Required task –
Rewrite the lines below, changing every "pick out" to "mark" and leaving the rest untouched.

·····

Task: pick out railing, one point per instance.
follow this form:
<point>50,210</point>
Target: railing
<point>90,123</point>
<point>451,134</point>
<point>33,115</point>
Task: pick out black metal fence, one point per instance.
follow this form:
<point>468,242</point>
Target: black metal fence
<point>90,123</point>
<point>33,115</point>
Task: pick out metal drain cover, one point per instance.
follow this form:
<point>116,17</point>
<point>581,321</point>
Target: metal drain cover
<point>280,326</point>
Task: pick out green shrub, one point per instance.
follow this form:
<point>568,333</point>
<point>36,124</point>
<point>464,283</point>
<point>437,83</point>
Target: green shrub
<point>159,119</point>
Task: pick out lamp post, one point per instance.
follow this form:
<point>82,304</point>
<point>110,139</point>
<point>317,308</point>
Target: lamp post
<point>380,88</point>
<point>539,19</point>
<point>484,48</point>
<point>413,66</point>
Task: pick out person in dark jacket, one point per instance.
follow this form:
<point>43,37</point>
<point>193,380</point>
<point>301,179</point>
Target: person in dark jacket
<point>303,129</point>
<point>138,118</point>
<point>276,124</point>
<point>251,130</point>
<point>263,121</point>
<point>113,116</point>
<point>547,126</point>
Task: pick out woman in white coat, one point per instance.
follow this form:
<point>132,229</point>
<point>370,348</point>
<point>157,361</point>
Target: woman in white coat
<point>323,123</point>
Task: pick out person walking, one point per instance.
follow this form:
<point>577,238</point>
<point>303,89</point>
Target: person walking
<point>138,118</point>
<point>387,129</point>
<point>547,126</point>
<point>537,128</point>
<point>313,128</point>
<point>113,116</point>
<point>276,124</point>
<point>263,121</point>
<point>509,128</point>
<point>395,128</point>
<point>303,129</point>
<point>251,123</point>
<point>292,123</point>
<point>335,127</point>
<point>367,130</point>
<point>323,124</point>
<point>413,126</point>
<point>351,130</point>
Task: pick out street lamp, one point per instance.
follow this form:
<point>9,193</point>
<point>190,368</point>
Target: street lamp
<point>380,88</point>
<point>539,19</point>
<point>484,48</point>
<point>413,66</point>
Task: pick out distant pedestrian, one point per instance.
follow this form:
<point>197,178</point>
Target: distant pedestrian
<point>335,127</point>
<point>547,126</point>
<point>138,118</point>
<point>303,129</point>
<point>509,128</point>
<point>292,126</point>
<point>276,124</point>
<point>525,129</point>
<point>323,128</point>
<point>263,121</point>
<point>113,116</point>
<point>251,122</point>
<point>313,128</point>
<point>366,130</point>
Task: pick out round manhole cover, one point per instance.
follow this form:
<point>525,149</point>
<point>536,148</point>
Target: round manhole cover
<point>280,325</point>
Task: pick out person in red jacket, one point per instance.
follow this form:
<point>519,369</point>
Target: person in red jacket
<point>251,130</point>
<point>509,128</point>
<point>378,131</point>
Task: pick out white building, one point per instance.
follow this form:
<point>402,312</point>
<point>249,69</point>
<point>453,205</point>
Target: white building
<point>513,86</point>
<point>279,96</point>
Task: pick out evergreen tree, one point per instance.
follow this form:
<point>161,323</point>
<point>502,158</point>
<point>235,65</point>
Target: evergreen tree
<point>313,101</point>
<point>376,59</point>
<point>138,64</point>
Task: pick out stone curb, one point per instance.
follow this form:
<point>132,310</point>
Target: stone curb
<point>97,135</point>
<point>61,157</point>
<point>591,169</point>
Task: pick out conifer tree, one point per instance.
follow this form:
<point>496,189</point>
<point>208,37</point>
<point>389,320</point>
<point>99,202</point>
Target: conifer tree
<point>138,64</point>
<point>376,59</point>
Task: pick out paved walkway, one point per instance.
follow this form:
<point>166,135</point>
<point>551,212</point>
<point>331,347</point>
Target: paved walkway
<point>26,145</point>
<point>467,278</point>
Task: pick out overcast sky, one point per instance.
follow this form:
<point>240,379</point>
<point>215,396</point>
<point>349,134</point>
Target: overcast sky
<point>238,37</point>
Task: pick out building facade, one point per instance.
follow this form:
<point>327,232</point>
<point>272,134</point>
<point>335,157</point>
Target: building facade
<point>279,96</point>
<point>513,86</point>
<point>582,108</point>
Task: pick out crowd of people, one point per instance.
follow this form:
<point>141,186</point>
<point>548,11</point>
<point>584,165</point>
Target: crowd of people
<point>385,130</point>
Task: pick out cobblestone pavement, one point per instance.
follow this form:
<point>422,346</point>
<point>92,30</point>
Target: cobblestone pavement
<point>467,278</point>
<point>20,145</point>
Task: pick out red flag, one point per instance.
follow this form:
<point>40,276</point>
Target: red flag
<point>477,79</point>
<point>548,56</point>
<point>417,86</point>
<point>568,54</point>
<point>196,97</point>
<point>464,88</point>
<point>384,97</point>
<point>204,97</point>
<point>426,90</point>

·····

Answer to the task –
Task: mark railing, one point per instance.
follow this form:
<point>50,210</point>
Target: railing
<point>90,123</point>
<point>451,134</point>
<point>33,115</point>
Task: mark black metal fence, one point per instance.
follow this form:
<point>468,242</point>
Target: black metal fence
<point>90,123</point>
<point>33,115</point>
Task: mark metal drain cover, one point per instance.
follow this form:
<point>116,17</point>
<point>581,321</point>
Target: metal drain cover
<point>280,326</point>
Task: mark green shrub, one point per instance.
follow this form:
<point>568,333</point>
<point>36,124</point>
<point>464,283</point>
<point>437,83</point>
Target: green shrub
<point>159,119</point>
Task: mark lamp post, one point per instance.
follow this form:
<point>82,304</point>
<point>110,139</point>
<point>317,308</point>
Target: lamp post
<point>380,88</point>
<point>539,19</point>
<point>484,48</point>
<point>413,66</point>
Task: mark person in dark jacket, one point per instance.
follow this form:
<point>43,37</point>
<point>193,380</point>
<point>301,179</point>
Target: person in dark jacket
<point>303,129</point>
<point>138,118</point>
<point>276,124</point>
<point>251,130</point>
<point>263,121</point>
<point>113,116</point>
<point>547,126</point>
Task: mark woman in white coat, one point per instance.
follow this form:
<point>132,229</point>
<point>370,348</point>
<point>157,361</point>
Target: woman in white coat
<point>323,123</point>
Task: mark person walking, one point per instance.
follow this form:
<point>577,238</point>
<point>303,89</point>
Target: person walking
<point>138,118</point>
<point>387,129</point>
<point>547,126</point>
<point>537,128</point>
<point>313,128</point>
<point>113,116</point>
<point>276,124</point>
<point>263,121</point>
<point>509,128</point>
<point>395,128</point>
<point>303,129</point>
<point>251,123</point>
<point>292,123</point>
<point>335,127</point>
<point>367,130</point>
<point>323,124</point>
<point>413,126</point>
<point>351,130</point>
Task: mark street lamp, one point per instance.
follow this form:
<point>9,193</point>
<point>190,368</point>
Target: street lamp
<point>380,88</point>
<point>539,19</point>
<point>484,48</point>
<point>413,66</point>
Task: mark distant pedestrian, one point per instance.
follow this form:
<point>197,178</point>
Target: distant pedestrian
<point>335,127</point>
<point>547,126</point>
<point>138,118</point>
<point>303,129</point>
<point>509,128</point>
<point>292,126</point>
<point>276,124</point>
<point>525,129</point>
<point>323,128</point>
<point>263,121</point>
<point>113,116</point>
<point>251,122</point>
<point>313,128</point>
<point>366,130</point>
Task: mark round manhole cover, one point per instance.
follow this form:
<point>525,149</point>
<point>536,148</point>
Target: round manhole cover
<point>280,325</point>
Task: mark person in red jacket, one point per instance.
follow this form:
<point>519,369</point>
Target: person in red jacket
<point>251,130</point>
<point>509,128</point>
<point>378,131</point>
Task: mark white building, one point per instance.
follow this form:
<point>402,312</point>
<point>249,69</point>
<point>453,205</point>
Target: white building
<point>513,86</point>
<point>279,96</point>
Task: mark evergreen tree, one point per instance.
follow this form:
<point>161,323</point>
<point>502,158</point>
<point>235,65</point>
Target: evergreen tree
<point>313,101</point>
<point>376,59</point>
<point>138,64</point>
Task: mark stone curb, one point per instance.
follow this form:
<point>132,310</point>
Target: stone curb
<point>97,135</point>
<point>61,157</point>
<point>591,169</point>
Task: mark conifer tree, one point per instance.
follow this form:
<point>496,189</point>
<point>208,37</point>
<point>389,320</point>
<point>99,202</point>
Target: conifer tree
<point>138,64</point>
<point>376,59</point>
Task: mark paved walkway, one point per instance.
follow this form:
<point>166,135</point>
<point>551,212</point>
<point>331,347</point>
Target: paved walkway
<point>26,145</point>
<point>467,278</point>
Task: mark overcast sky, one point per instance.
follow this form:
<point>240,379</point>
<point>215,396</point>
<point>349,134</point>
Target: overcast sky
<point>238,37</point>
Task: mark building facade, one point per instance.
follow this form:
<point>327,232</point>
<point>272,134</point>
<point>335,157</point>
Target: building facade
<point>279,96</point>
<point>513,86</point>
<point>582,108</point>
Task: mark crowd of people, one point per instance.
follow this form:
<point>141,186</point>
<point>548,11</point>
<point>584,165</point>
Target: crowd of people
<point>385,130</point>
Task: mark cobblestone pavement, one point per instance.
follow this form:
<point>422,346</point>
<point>92,30</point>
Target: cobblestone pavement
<point>467,278</point>
<point>20,145</point>
Task: mark red flag, one point per instance.
follow this form:
<point>40,276</point>
Target: red flag
<point>477,79</point>
<point>548,56</point>
<point>417,86</point>
<point>568,54</point>
<point>196,97</point>
<point>464,88</point>
<point>384,97</point>
<point>204,97</point>
<point>426,90</point>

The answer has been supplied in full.